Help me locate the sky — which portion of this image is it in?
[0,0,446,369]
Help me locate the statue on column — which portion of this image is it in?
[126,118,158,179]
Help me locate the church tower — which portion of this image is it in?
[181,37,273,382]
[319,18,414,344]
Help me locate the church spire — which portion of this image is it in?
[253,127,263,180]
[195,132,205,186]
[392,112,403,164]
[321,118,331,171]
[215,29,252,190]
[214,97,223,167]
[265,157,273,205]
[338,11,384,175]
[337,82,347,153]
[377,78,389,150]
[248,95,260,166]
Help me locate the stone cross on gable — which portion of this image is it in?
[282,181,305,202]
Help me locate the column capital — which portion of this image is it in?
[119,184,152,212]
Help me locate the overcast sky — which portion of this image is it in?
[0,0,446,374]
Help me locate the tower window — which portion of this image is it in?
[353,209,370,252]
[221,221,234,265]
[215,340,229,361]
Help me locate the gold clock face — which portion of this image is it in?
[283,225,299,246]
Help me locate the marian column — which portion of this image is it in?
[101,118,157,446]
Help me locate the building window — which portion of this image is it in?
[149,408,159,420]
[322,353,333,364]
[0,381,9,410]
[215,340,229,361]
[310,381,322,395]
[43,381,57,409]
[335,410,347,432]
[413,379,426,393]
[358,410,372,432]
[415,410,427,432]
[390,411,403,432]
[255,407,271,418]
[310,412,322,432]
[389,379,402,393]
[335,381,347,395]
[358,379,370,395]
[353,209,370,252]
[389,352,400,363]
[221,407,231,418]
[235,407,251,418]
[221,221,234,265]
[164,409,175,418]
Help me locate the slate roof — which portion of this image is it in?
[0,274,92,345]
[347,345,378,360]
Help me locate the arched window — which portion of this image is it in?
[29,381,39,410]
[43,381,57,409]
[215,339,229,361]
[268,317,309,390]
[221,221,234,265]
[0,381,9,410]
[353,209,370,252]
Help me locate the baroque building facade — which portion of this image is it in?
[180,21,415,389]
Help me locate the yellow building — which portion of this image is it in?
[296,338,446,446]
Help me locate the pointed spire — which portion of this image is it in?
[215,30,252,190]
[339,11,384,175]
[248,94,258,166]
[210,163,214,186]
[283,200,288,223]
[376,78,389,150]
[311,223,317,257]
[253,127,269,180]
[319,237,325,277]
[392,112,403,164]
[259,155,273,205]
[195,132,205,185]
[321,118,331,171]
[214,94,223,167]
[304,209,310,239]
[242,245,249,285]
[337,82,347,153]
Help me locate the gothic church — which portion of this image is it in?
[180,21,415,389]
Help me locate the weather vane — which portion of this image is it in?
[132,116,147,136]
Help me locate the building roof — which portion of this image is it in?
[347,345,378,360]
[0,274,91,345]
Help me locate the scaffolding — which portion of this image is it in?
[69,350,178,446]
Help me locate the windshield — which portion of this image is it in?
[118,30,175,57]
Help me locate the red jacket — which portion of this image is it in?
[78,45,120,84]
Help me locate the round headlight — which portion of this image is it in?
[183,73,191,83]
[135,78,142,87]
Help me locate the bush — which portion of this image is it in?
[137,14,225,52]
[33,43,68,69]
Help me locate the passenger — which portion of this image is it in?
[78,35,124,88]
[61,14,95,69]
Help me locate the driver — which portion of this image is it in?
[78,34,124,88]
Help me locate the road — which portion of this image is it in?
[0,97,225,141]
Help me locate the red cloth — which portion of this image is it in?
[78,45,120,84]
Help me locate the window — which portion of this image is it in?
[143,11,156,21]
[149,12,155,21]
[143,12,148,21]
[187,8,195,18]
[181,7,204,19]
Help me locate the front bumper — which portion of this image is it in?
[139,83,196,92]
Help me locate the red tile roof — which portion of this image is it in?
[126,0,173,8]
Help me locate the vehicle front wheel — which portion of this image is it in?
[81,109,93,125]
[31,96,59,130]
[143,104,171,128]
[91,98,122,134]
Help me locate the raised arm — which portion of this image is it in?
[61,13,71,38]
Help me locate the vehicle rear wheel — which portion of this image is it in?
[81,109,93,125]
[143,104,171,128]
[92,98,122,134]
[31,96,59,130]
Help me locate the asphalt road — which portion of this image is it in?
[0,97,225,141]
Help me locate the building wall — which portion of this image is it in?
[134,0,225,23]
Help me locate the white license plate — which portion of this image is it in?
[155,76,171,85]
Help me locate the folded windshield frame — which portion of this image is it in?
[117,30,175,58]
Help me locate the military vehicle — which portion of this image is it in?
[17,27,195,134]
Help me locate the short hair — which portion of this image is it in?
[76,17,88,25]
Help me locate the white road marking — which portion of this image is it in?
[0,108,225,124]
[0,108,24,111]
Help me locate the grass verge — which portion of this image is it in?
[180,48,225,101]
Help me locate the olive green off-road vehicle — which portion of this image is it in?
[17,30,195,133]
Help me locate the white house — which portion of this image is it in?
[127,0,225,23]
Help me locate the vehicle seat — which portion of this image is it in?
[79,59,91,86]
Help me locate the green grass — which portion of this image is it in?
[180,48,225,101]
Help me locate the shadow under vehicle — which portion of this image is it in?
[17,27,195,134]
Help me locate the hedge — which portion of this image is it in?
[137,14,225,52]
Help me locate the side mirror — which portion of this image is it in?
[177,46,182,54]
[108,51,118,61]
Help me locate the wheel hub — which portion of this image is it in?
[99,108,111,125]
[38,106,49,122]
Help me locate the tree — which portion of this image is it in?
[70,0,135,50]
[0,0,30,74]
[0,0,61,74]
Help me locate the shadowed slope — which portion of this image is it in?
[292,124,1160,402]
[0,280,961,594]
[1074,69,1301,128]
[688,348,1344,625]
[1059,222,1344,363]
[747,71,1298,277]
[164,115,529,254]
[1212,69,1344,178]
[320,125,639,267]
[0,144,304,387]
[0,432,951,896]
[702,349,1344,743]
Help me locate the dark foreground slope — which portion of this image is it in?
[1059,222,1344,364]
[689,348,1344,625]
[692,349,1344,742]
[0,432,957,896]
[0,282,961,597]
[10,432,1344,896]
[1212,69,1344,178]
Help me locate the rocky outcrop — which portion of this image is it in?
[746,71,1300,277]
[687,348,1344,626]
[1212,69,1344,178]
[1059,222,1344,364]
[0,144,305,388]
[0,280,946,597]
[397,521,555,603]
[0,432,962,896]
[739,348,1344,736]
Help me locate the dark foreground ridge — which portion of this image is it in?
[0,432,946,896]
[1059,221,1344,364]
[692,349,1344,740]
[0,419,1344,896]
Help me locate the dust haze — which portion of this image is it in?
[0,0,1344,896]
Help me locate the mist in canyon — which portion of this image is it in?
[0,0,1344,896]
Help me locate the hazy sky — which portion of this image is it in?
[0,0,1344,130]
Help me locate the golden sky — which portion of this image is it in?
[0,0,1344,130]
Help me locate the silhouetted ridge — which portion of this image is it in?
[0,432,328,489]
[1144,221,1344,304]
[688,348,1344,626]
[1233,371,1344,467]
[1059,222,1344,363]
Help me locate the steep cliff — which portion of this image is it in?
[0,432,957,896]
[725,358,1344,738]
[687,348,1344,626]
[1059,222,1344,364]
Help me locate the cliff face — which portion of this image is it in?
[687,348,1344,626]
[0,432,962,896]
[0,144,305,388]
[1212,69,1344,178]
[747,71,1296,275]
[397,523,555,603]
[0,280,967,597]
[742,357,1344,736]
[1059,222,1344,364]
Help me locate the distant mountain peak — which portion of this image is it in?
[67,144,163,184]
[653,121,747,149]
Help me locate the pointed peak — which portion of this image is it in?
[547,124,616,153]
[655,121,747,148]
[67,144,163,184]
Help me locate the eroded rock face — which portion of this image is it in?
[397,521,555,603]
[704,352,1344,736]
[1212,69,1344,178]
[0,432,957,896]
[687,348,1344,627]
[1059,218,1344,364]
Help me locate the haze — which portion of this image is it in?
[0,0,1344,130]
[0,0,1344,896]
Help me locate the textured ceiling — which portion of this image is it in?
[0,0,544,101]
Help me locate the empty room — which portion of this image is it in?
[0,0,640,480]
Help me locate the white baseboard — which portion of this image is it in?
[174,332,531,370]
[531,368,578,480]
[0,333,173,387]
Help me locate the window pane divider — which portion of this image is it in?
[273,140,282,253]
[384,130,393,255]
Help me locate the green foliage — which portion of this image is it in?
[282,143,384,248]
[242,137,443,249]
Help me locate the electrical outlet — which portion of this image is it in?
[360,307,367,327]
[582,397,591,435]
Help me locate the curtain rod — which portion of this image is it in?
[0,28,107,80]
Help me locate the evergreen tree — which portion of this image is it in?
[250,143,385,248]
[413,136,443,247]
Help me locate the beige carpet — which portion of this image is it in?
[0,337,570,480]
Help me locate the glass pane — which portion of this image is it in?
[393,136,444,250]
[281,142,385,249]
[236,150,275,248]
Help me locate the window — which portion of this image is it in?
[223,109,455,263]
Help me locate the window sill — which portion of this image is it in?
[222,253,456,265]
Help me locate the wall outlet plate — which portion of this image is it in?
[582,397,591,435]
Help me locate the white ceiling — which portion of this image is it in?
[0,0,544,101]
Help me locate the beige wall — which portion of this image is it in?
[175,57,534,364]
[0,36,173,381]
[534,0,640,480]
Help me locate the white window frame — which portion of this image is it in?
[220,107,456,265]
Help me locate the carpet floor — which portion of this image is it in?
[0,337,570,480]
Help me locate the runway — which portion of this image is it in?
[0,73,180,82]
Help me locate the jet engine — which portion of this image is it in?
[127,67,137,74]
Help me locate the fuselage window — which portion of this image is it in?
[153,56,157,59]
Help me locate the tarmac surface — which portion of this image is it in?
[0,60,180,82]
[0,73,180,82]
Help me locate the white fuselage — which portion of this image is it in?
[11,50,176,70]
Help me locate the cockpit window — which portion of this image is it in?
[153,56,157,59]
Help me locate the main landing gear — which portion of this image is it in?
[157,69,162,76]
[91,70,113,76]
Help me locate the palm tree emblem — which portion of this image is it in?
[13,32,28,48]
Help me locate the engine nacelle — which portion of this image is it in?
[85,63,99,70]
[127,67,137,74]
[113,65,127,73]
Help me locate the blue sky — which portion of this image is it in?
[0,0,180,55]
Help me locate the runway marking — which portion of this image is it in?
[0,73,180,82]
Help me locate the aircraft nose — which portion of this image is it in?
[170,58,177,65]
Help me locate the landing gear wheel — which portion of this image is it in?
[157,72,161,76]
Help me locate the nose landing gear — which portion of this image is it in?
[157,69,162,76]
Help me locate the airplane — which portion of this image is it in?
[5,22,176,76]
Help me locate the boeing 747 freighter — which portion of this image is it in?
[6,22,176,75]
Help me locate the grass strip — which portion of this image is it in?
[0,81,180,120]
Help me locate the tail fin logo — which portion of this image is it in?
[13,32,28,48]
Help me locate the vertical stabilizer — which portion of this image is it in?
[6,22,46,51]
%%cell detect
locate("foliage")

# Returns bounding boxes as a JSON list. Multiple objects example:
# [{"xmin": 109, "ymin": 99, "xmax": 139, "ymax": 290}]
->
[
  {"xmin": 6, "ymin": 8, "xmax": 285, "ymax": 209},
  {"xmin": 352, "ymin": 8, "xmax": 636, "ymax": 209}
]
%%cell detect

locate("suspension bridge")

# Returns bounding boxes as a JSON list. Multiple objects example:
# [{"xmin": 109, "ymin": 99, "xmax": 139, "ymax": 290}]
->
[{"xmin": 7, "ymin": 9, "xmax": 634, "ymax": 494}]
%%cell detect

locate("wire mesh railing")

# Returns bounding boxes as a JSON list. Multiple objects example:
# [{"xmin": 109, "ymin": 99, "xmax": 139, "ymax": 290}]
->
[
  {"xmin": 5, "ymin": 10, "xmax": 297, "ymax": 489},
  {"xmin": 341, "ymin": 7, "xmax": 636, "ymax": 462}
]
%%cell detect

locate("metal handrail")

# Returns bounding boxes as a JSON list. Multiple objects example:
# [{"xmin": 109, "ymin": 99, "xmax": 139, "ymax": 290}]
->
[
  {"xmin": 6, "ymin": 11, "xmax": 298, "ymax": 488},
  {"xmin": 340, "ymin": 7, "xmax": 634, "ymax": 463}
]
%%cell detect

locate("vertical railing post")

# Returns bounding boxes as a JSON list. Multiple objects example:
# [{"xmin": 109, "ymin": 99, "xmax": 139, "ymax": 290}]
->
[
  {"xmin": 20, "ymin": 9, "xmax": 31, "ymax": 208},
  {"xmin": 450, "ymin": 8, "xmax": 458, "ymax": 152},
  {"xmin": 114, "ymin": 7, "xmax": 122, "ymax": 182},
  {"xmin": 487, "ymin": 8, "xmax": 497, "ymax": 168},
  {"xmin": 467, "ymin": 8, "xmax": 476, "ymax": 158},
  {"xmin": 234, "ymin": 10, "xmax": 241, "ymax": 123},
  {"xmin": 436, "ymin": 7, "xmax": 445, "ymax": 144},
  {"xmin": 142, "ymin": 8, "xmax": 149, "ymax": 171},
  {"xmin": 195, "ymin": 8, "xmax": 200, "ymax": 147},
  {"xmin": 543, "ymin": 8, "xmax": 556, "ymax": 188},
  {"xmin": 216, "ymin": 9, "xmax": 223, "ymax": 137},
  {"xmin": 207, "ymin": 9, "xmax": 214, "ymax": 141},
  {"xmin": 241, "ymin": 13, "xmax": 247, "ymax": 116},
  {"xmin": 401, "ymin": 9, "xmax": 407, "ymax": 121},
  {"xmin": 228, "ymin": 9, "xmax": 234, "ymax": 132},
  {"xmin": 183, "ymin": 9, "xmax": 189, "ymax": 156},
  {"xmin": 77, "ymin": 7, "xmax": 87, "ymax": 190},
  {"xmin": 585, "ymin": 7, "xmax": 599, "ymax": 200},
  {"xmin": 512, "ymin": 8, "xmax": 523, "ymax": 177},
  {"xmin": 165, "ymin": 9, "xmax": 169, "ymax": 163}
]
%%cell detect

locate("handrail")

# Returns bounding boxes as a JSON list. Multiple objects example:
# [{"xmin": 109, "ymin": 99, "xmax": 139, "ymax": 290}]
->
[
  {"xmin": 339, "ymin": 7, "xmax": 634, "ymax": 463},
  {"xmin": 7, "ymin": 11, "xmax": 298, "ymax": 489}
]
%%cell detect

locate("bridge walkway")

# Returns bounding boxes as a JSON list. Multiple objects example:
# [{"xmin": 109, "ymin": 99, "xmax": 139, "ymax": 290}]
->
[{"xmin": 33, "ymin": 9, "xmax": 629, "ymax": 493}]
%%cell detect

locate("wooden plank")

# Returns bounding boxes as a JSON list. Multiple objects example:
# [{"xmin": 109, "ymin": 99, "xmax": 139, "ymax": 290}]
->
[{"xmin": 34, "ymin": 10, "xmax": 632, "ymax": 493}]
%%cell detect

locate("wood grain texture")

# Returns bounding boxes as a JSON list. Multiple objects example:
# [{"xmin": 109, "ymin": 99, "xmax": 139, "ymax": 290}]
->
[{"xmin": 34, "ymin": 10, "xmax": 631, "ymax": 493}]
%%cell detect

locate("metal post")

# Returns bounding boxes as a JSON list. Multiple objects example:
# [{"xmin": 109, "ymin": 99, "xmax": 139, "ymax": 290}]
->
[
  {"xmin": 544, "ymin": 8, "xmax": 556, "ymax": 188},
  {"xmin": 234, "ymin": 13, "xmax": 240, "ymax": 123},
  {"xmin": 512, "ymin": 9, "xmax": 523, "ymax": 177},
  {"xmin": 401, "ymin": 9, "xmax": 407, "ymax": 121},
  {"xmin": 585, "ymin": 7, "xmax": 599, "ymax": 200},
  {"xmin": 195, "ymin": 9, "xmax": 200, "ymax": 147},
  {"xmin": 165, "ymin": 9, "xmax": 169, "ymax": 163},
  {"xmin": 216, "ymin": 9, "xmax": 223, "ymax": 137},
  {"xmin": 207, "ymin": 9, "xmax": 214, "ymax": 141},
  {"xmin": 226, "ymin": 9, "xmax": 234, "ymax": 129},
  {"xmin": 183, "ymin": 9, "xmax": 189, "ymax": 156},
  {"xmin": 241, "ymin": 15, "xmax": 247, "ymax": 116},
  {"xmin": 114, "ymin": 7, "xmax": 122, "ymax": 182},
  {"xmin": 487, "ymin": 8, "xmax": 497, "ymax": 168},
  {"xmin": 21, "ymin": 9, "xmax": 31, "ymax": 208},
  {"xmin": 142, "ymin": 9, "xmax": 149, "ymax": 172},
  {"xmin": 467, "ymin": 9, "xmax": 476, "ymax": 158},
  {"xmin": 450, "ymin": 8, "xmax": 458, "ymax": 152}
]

══════════

What the task asks
Extract every line of the entries above that contains the word "fuselage".

Reply
Help me locate the fuselage window — which portion of this image is it in?
Help me locate the white fuselage — which portion of this image is it in?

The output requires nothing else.